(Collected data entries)
☆ ☆ ☆ ☆

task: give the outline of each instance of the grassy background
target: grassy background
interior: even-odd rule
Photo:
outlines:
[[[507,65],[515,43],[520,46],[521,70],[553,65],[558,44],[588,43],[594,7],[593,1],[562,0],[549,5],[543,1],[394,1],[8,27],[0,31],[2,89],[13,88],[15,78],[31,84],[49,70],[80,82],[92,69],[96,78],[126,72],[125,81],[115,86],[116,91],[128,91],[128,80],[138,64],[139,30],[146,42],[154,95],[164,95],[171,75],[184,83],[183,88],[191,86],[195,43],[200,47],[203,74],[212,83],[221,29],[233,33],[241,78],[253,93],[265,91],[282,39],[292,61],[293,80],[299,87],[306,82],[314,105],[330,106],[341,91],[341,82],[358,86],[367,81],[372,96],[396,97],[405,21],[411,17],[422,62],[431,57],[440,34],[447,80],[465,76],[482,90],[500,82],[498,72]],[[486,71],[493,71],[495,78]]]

☆ ☆ ☆ ☆

# Task instructions
Output the data above in full and exactly.

# Exercise output
task: give the outline of each instance of the grassy background
target: grassy background
interior: even-odd rule
Photo:
outlines:
[[[507,65],[515,43],[520,46],[521,70],[553,65],[558,44],[588,43],[594,7],[593,1],[562,0],[549,5],[543,1],[394,1],[8,27],[0,31],[2,89],[13,88],[15,78],[31,84],[49,70],[80,82],[92,69],[96,78],[126,72],[125,81],[115,86],[116,91],[128,91],[128,80],[138,64],[139,30],[146,42],[154,95],[164,95],[171,75],[184,83],[183,88],[191,86],[195,43],[200,47],[203,74],[212,83],[221,29],[233,33],[241,78],[253,93],[265,91],[282,39],[292,61],[293,80],[299,87],[306,82],[314,105],[330,106],[341,91],[341,82],[358,86],[367,81],[372,96],[396,97],[405,21],[411,17],[422,62],[431,57],[440,34],[447,80],[465,76],[482,90],[500,82],[498,72]],[[486,71],[493,71],[495,78]]]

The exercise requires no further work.